REQUIRED ACTIONS:
(a) List the things the Neev essay says parents want for their children instead of freedom.
(b) Say whether each statement agrees with the Neev essay. Answer yes or no for each and quote the words of the essay that decide it.
(i) Neev currently operates in Hurlung Village.
(ii) The writer has strong hopes that parents will choose such a school.
(iii) Neev intends to accept donations from anyone willing to give.
(c) Continue the Neev essay from its final sentence, keeping the same first-person voice.

It is not easy and flowery as it sounds, though; the child is already conditioned by parents, society and media. And moreover none of the parents would want their children to become free; they would like their children to earn money, acquire status and become known and respectable members of society. This very movement of becoming and ambition is the cause of disintegration of humans.
We are questioning this movement. But how many takers would there be for this. I have absolutely no hopes from parents because they are knee deep into the system. Only children, if anyone has to, would choose such a school. Even this seems a highly difficult option because parents pay for their fees, hence they decide which school they wish to send their children to. I do not yet know how to come out of this dilemma but I am beginning to believe that this can be made possible if we make education entirely free. In fact this is the direction we are trying to take in Neev: to make education entirely free in future so that we are not bound up parental expectations at all. This throws another challenge for us: to make ourselves and NEEV sustainable without taking fees from parents, or accepting donations from anyone who does not accord with our vision. This is the reason for us building the corpus fund and not hiring employees.
Rural areas facilitate such a revolution more easily because most parents in such areas have already lived and seen life without any form of institutional education. Even though rural areas have their own set of conditionings, they have a greater 'sense' of what it is to live in freedom, without the acrid smoke of ambition that snuffs out the lives of urban folk.
Where we operate currently, that is, Hurlung Village, is not strictly completely rural because it is close to the city. Moreover the coming of television, internet and mobiles have led to a cultural onslaught such that is quite lamentable. So we still do not have all the advantages of a rural setup.

SOURCE MATERIAL:
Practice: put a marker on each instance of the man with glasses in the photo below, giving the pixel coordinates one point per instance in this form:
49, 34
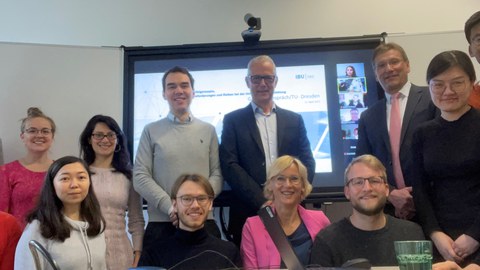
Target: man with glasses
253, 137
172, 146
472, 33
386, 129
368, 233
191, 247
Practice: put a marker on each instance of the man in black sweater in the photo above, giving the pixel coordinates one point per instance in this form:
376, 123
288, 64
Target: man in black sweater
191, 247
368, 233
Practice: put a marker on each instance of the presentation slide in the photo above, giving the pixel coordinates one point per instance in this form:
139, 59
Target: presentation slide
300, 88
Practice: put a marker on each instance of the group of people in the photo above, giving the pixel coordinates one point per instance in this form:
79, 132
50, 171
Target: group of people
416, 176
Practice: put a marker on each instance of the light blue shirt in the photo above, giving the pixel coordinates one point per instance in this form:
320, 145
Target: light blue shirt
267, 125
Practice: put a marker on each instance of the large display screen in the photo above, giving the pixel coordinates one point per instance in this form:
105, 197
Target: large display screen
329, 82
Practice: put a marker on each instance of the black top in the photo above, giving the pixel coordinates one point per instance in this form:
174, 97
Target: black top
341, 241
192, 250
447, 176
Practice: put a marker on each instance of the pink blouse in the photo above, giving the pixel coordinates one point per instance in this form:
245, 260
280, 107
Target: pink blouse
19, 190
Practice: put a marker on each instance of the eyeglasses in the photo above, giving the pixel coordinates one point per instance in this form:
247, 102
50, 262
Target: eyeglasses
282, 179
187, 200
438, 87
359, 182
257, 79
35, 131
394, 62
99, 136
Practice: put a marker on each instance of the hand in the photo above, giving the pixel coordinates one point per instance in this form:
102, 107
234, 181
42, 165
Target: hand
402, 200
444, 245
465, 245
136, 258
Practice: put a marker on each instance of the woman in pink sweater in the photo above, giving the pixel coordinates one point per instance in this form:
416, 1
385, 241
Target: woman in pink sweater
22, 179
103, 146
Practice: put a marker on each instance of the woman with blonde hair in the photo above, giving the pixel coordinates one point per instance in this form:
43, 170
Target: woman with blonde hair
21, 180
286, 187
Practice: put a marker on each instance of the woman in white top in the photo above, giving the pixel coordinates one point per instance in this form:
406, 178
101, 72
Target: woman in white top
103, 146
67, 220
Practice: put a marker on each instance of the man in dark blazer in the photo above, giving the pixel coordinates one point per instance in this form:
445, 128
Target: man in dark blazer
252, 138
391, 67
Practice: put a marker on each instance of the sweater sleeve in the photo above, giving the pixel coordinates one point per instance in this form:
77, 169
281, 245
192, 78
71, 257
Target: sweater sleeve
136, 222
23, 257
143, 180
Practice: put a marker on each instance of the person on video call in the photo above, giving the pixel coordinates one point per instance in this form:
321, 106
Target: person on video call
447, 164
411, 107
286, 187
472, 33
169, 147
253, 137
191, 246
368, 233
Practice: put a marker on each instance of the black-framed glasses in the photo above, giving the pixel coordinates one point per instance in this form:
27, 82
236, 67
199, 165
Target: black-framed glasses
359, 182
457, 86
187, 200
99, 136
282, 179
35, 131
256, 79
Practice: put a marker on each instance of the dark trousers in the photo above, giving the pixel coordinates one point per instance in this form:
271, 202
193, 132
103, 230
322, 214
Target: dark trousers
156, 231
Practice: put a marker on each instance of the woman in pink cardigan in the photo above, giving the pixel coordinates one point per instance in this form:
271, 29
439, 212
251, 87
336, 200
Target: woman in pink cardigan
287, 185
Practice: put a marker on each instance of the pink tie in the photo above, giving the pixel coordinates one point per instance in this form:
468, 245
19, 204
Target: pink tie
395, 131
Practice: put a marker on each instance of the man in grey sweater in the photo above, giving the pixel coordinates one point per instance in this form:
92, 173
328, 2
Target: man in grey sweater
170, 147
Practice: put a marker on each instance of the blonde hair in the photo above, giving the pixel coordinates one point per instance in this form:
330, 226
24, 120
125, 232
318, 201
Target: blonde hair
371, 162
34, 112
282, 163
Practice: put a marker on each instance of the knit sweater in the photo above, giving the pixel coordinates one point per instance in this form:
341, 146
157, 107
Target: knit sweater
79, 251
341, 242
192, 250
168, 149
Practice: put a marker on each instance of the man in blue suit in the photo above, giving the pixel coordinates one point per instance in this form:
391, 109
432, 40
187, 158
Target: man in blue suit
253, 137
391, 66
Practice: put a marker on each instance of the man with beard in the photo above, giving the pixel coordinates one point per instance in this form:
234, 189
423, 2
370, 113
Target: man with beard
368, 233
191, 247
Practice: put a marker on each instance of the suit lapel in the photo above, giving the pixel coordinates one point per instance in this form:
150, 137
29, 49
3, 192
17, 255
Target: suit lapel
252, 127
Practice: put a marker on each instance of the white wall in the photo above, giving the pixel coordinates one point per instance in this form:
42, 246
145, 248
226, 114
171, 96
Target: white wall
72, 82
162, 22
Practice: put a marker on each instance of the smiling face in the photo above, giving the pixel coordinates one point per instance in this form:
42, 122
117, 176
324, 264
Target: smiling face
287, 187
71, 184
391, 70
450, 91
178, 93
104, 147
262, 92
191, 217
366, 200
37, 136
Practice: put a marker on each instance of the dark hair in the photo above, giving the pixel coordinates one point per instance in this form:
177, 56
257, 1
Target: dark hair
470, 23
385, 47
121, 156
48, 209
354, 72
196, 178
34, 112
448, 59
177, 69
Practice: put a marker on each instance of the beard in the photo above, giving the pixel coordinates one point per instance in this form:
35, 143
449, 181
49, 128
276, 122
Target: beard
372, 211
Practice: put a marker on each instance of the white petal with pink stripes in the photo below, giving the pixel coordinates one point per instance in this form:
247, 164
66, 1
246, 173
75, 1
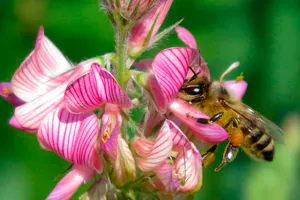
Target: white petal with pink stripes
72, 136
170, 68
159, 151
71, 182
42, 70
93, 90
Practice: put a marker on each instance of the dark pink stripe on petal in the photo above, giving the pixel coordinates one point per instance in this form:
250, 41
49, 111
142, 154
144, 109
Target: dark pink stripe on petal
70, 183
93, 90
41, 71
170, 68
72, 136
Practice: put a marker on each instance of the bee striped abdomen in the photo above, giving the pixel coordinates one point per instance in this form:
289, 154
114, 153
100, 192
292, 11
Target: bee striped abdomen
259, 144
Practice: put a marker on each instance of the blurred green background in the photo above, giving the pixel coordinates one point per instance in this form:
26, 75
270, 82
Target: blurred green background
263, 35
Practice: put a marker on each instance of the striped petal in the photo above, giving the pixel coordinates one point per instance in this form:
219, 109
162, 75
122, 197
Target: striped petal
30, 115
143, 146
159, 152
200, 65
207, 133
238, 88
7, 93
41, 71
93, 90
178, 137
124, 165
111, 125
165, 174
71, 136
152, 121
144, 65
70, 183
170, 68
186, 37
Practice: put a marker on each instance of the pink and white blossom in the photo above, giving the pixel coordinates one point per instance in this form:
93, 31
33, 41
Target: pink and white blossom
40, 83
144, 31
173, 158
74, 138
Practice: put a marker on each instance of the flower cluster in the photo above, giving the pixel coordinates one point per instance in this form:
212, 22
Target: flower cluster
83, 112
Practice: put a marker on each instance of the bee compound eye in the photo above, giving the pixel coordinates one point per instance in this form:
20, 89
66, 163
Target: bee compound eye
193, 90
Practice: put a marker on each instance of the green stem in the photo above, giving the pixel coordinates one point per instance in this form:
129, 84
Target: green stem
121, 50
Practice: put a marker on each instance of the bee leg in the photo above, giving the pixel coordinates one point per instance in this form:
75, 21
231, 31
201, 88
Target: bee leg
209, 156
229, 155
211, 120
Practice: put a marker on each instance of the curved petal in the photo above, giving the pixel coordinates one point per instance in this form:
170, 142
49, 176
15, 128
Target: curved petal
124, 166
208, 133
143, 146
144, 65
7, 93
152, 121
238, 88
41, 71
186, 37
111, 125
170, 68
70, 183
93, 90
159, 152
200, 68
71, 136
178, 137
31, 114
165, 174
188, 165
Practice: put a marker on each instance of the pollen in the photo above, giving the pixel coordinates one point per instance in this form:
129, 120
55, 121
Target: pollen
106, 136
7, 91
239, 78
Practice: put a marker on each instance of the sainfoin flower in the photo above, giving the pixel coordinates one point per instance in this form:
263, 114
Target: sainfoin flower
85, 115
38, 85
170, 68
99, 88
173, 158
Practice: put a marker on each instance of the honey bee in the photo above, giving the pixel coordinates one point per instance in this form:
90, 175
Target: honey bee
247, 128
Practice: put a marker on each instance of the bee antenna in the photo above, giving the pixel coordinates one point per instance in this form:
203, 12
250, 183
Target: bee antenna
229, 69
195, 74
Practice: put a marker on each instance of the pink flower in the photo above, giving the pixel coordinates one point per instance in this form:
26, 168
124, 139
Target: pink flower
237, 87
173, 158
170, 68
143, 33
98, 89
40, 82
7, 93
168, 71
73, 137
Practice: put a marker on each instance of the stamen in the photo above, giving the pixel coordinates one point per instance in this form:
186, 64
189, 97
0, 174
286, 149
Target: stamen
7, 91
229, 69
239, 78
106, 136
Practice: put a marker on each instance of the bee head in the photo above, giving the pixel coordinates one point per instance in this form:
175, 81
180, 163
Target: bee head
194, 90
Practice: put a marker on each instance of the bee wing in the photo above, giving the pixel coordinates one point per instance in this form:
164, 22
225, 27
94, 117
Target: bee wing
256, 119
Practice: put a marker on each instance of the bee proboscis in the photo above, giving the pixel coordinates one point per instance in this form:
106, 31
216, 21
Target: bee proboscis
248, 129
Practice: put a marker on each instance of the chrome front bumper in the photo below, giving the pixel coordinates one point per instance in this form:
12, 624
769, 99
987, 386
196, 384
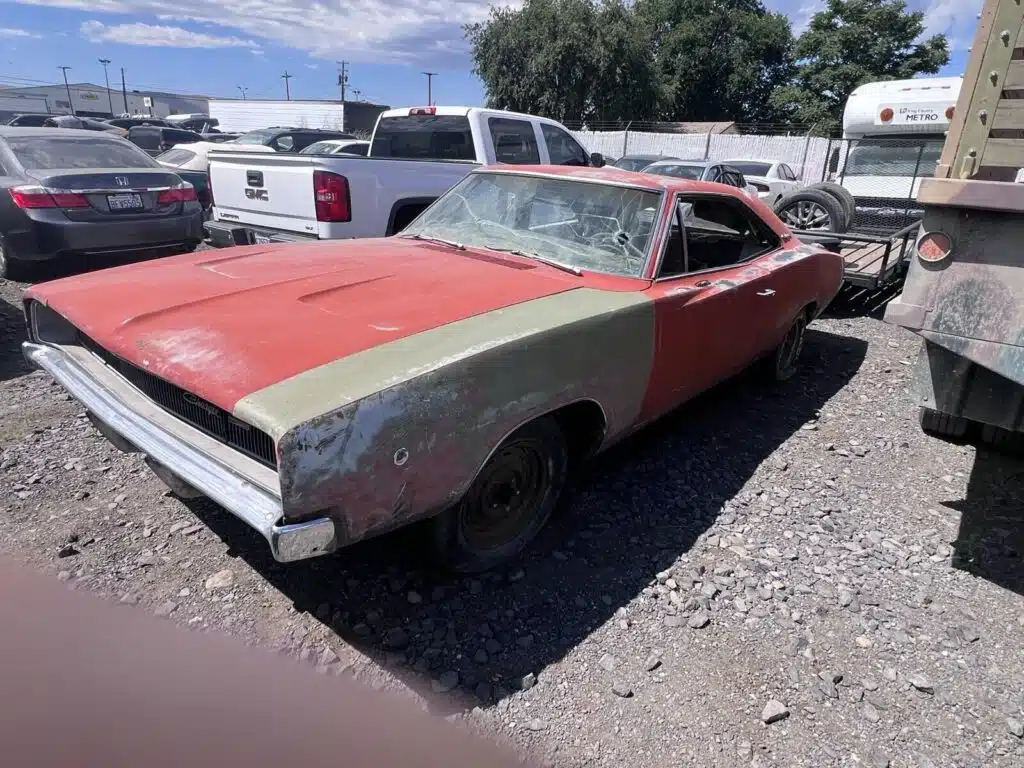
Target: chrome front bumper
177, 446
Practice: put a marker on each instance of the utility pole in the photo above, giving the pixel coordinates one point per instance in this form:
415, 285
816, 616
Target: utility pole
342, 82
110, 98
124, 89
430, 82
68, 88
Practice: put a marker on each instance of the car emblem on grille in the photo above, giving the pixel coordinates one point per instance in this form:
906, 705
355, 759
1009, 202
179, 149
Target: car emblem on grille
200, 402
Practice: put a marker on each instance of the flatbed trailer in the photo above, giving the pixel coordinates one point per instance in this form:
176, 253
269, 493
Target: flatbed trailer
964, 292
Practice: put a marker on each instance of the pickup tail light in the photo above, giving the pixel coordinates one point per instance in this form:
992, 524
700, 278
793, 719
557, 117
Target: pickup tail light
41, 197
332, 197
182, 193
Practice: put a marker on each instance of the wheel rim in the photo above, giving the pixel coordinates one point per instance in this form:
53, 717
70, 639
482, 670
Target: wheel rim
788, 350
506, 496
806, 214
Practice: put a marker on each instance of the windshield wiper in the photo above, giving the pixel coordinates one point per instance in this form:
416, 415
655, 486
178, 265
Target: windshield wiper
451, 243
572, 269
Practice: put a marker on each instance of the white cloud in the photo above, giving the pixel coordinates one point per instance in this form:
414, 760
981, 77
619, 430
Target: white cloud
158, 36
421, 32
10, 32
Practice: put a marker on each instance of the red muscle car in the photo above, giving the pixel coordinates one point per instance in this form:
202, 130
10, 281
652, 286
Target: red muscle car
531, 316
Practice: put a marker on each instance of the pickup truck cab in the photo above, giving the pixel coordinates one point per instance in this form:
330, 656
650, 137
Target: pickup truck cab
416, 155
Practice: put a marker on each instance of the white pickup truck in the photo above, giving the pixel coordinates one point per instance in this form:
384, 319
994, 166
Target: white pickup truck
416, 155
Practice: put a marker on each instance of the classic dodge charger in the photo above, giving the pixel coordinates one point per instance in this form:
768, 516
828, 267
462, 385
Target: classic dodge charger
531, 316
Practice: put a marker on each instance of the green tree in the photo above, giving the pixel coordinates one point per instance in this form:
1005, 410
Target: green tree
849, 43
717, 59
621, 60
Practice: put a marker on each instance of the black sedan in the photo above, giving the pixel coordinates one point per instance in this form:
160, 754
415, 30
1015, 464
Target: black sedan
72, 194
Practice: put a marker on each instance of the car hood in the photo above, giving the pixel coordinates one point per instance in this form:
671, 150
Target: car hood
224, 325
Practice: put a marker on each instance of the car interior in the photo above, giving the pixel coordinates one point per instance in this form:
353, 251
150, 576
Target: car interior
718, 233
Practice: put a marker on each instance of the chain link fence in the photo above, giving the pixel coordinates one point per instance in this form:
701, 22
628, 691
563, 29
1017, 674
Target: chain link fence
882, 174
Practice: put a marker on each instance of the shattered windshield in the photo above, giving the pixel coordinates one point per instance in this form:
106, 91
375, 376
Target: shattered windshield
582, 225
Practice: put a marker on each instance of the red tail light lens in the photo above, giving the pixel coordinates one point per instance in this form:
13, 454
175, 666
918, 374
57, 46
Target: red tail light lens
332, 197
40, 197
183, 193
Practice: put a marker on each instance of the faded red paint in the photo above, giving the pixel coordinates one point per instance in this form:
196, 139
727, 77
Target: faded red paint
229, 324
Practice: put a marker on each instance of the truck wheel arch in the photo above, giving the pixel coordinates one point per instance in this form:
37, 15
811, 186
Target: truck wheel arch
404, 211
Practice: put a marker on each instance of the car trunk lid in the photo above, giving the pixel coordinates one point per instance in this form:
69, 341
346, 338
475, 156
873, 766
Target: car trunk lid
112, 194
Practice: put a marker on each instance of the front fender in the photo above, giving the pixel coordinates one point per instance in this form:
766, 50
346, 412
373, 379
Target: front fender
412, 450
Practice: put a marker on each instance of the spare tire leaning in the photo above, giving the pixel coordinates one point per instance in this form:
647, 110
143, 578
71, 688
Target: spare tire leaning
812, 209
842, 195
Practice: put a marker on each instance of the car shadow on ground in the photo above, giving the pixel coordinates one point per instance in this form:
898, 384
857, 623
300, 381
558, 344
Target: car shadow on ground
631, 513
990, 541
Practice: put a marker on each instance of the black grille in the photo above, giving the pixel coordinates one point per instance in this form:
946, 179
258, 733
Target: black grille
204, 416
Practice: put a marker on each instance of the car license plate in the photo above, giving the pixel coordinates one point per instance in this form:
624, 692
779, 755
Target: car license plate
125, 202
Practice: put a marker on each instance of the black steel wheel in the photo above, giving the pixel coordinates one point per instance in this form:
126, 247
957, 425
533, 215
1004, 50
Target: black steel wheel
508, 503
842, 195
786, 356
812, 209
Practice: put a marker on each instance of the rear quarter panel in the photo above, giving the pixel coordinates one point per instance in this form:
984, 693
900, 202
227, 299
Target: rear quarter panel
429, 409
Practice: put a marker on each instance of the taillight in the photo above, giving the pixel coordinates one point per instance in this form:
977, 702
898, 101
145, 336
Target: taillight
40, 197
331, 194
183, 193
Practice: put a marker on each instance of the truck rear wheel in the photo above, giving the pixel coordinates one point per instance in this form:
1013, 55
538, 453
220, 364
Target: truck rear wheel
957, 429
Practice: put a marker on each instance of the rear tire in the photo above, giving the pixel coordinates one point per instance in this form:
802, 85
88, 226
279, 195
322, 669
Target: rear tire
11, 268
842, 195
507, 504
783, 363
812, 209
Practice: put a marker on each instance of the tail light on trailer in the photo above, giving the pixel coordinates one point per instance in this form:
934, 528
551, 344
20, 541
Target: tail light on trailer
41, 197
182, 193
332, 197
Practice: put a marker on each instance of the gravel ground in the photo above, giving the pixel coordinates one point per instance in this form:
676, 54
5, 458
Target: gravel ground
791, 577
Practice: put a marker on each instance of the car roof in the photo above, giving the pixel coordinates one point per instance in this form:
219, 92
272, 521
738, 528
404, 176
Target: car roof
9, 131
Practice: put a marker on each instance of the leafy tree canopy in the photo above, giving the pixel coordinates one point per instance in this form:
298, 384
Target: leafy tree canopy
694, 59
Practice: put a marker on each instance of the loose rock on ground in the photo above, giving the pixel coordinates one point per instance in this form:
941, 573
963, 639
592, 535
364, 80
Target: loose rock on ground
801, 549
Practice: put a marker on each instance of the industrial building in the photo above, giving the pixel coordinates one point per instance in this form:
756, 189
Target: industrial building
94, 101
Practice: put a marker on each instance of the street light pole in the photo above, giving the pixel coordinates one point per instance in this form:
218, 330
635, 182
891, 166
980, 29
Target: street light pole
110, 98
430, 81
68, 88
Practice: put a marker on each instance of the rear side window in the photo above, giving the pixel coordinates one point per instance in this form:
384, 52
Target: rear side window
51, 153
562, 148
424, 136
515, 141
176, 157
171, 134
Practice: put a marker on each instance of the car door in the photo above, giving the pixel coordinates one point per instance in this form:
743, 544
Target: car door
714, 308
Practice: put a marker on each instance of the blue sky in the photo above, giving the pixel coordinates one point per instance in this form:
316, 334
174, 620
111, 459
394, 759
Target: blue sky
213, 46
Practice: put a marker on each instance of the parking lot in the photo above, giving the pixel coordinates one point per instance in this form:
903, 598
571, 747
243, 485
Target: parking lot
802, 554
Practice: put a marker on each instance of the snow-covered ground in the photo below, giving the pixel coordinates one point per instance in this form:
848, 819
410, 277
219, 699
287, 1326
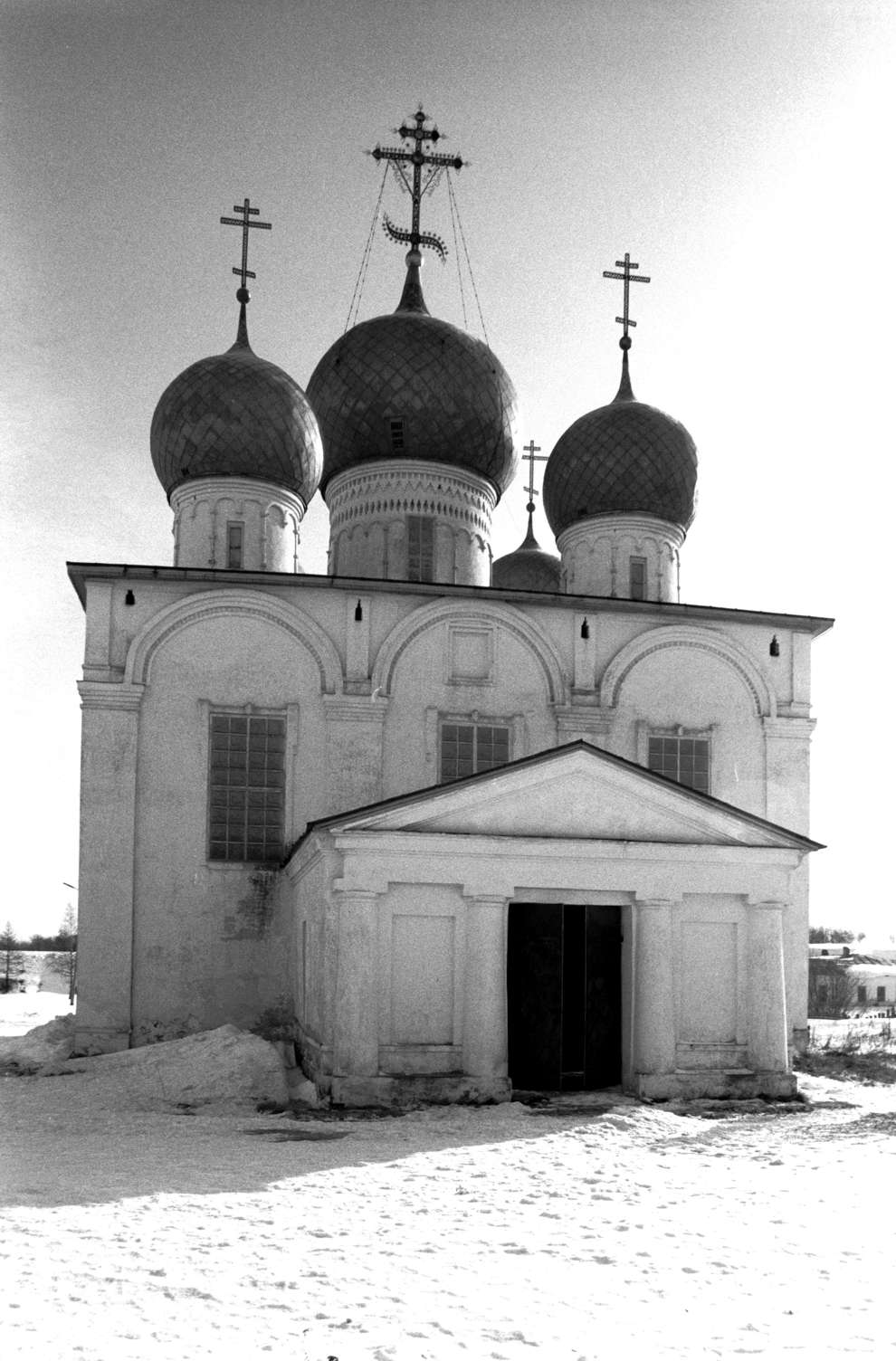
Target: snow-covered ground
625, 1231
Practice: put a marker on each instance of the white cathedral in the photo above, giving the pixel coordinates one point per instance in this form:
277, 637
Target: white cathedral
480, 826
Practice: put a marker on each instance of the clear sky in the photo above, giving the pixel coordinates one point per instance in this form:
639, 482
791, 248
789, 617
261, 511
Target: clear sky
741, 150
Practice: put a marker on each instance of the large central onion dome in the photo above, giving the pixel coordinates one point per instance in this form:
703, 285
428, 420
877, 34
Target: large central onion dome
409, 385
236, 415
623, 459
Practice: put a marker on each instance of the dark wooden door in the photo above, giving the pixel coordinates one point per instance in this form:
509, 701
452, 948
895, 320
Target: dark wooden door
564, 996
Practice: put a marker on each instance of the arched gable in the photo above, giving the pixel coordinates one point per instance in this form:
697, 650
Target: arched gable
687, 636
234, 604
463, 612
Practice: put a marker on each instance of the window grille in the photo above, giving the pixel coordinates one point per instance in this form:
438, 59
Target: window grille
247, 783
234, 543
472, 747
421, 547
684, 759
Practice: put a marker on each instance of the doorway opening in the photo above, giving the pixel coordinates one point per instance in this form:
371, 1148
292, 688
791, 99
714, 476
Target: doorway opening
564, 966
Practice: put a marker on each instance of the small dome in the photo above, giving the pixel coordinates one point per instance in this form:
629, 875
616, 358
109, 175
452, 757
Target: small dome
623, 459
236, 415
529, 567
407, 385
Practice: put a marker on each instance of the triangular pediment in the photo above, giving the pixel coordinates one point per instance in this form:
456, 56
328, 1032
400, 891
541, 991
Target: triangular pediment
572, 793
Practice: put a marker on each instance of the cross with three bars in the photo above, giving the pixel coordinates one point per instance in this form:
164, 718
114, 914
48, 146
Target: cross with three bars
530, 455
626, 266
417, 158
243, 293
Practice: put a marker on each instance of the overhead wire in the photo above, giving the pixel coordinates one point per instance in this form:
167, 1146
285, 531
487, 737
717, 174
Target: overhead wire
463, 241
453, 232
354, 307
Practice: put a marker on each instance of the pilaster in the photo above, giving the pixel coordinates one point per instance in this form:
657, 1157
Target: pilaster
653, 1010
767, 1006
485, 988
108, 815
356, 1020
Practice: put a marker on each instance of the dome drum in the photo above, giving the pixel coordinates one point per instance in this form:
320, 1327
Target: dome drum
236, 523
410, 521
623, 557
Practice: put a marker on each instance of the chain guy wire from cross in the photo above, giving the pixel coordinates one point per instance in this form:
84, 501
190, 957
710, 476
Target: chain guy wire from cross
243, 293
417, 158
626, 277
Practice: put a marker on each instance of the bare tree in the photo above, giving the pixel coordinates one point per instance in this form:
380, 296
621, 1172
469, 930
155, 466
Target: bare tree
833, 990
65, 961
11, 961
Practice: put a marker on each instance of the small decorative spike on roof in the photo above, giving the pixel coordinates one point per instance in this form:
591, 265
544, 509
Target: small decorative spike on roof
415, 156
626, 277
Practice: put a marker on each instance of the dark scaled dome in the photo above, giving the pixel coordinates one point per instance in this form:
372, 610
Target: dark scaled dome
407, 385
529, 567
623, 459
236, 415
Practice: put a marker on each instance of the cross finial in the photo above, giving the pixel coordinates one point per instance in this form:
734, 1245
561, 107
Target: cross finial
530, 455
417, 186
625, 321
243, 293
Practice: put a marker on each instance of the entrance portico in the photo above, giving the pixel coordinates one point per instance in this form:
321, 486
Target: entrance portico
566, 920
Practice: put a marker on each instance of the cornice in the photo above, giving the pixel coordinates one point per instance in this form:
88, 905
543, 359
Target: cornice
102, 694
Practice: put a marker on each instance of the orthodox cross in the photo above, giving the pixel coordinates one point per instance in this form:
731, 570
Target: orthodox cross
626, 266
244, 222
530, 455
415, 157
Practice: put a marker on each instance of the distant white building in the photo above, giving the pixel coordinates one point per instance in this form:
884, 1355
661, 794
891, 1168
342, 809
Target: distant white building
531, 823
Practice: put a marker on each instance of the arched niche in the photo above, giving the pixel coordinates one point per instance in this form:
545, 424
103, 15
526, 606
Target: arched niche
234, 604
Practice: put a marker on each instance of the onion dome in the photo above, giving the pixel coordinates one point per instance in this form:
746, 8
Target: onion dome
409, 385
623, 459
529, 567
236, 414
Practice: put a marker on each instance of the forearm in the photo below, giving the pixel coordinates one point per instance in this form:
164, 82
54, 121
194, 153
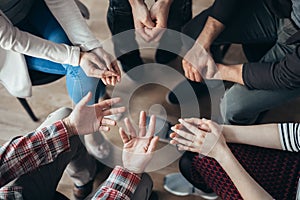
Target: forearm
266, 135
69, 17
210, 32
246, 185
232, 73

ANSWERS TO THE TASKS:
(a)
- earn money
- acquire status
- become known and respectable members of society

(b)
(i) Yes: "Where we operate currently, that is, Hurlung Village"
(ii) No: "I have absolutely no hopes from parents because they are knee deep into the system."
(iii) No: "or accepting donations from anyone who does not accord with our vision"

(c)
I want all my friends to understand that Neev is about an exploration; about freeing humans from all institutions and their binding ideals. Our journey has a singular vector: total freedom from all conditioning - inner and outer.
I envision a school where children come of their own will, decide their own learning and do their own work. The school should be a space where there is an opportunity for farming, handicrafts - like carpentry, weaving, spinning, pottery, etc - and where children learn to be self-sufficient, rather than feed the industrial machine by becoming consumers. Consumerism spells doom for creative living. Above all, the teacher would engage children in self inquiry; knowing ones fear and desires, challenging their conditioning rather than strengthening their conditioning with should’s and should be's; either overtly or covertly through a curriculum sponsored by the state or government or board. This is the reason why we shifted our school to Hurlung Village where we can create such a space. Of course a lot of details have to be worked out. But the vision underscoring them is most important. We humans have a penchant for losing ourselves in details and losing the larger picture. Because being in touch with the larger picture means continuously asking uncomfortable questions and remaining with them.
What I am looking for now are friends who see the significance of this vision and this journey, which we have been slowly developing for the last two decades. It is only a sense of deep friendship that can bring us together: friendship which is not just fair weather friendship. As friends we are willing to learn, understand and change rather than hold on to our memories, opinions and biases. And this journey is trial by fire, not a pleasant walk in a garden.